— GIVEN INSTRUCTION —
In the listing below, locate the line containing "Can you find the rusty wire"; reproduce that line and all lines that follow it, unchanged.

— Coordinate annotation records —
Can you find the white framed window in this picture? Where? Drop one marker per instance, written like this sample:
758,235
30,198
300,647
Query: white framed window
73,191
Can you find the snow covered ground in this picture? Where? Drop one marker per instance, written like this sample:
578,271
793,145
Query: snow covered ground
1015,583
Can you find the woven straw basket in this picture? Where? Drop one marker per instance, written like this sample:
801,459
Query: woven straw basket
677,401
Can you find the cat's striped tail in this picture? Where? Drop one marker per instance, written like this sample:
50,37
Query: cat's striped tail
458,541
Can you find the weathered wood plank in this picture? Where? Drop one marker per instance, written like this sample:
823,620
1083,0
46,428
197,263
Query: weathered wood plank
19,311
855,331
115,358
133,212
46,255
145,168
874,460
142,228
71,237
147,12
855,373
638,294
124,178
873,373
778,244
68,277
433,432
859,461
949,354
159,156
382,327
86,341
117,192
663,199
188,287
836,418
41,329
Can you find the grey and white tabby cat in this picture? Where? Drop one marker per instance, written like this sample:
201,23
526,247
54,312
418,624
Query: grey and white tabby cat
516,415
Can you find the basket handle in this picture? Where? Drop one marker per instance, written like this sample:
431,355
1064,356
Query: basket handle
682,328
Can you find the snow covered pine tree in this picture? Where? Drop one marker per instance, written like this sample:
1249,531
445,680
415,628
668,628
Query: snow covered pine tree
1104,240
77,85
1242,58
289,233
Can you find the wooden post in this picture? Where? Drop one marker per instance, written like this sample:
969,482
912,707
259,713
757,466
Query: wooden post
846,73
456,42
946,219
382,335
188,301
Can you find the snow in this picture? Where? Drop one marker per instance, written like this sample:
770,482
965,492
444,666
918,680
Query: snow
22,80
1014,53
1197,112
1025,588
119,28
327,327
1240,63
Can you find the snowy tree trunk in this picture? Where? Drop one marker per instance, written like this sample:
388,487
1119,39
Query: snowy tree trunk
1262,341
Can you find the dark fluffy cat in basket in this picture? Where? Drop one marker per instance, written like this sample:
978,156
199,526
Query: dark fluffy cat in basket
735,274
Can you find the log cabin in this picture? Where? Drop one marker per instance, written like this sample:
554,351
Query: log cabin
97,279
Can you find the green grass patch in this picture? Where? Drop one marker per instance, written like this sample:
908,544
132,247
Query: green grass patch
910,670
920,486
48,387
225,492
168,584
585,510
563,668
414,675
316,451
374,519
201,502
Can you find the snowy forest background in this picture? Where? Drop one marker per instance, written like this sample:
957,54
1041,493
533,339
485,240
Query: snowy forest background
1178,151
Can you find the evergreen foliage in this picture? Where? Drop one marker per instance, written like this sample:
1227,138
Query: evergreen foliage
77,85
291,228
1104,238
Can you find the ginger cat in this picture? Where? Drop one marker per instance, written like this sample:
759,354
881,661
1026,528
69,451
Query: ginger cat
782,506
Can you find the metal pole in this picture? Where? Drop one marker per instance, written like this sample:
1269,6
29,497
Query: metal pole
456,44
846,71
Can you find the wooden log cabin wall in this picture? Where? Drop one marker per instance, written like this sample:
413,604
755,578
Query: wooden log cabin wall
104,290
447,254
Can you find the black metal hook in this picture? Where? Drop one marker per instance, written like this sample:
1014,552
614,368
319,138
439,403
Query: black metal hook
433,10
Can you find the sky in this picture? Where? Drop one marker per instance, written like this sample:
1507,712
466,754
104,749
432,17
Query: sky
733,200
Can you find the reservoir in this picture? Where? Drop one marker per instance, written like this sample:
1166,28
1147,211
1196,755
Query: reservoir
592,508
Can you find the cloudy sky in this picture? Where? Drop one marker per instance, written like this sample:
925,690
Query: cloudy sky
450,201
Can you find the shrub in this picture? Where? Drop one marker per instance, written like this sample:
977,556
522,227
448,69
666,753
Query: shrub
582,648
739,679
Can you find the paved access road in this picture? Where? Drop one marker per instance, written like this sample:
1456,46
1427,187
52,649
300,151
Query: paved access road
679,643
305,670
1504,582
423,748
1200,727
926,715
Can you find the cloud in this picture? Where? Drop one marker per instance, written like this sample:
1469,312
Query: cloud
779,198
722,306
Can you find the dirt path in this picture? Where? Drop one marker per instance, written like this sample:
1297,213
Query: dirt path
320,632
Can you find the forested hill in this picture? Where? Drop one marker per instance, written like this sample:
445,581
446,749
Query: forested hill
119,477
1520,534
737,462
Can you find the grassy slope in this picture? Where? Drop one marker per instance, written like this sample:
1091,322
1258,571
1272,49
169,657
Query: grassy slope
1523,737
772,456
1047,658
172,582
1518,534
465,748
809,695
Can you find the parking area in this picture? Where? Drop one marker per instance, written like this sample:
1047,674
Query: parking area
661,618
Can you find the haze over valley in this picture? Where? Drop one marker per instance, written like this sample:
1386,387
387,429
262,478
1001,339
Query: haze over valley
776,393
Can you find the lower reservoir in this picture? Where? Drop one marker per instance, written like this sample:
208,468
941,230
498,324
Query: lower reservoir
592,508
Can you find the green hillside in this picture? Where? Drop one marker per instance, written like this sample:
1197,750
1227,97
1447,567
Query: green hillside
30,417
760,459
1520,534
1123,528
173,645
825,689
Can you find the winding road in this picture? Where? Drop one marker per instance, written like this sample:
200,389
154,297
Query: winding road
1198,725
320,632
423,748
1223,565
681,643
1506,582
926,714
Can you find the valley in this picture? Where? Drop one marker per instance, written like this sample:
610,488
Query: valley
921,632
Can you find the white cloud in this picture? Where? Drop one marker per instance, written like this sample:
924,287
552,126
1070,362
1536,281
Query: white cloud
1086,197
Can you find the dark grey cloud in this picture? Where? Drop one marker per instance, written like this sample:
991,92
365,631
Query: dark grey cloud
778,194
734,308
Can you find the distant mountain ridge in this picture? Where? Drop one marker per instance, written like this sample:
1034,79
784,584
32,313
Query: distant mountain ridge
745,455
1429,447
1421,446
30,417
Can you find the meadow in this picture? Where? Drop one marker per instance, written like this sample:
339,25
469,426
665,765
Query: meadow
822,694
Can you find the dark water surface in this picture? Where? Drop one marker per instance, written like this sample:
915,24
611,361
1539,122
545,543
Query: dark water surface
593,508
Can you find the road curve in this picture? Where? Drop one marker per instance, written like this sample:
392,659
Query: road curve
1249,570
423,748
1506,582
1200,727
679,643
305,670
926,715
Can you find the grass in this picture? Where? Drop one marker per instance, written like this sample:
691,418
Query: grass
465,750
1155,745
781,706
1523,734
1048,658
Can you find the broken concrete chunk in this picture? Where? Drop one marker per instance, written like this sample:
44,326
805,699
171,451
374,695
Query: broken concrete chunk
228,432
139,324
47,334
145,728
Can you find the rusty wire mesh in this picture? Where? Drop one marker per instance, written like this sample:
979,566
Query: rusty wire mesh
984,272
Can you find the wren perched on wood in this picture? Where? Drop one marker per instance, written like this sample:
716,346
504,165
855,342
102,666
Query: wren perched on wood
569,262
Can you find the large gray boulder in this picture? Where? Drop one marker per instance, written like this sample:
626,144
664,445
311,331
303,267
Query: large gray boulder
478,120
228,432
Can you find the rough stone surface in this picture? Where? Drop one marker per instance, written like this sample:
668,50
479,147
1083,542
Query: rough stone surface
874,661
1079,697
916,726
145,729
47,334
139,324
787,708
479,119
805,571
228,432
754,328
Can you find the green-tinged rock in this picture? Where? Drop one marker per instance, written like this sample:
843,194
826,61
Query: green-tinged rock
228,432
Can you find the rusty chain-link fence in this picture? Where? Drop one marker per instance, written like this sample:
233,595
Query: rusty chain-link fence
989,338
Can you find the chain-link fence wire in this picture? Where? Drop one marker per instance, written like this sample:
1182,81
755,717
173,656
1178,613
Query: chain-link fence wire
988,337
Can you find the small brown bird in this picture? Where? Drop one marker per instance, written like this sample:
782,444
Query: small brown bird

— COMPLETE RESPONSE —
Can you find the rusty wire mesh in this picture? Where? Drop one marker per instance, written like this sample:
979,566
Query: rusty wire mesh
984,272
Can you find the wren perched on wood in this picture? Where? Drop one marker per instance, written like this sample:
716,346
504,165
855,342
102,666
Query: wren perched on wood
569,262
Can you find the large gray boulder in this picture? Where? Drop one marker per instance, written like this sample:
626,144
664,445
311,331
303,267
Query: large gray boulder
478,120
228,432
Can you find the rough stone surface in this picture? Where? Drop one marker per instance, written like this sample:
668,50
479,147
1083,542
Query: rough stone surface
874,661
1079,697
916,726
145,729
47,334
139,324
787,708
479,119
805,571
228,432
754,328
Can you find the green-tinged rock in this picture? Where? Drop one marker per instance, written like this sample:
843,194
826,61
Query: green-tinged rock
228,432
Can you find the rusty chain-link fence in this picture? Where? Drop one marker per instance, written like this sample:
233,595
Query: rusty chain-link fence
989,338
Can you find the chain-link fence wire in this picture? Where? Drop one marker per instance, written like this sample:
1182,81
755,717
173,656
1178,613
Query: chain-link fence wire
988,337
Can you find the small brown bird in this picture? Where? Drop one marker per instance, written like this sample:
782,444
Query: small brown bird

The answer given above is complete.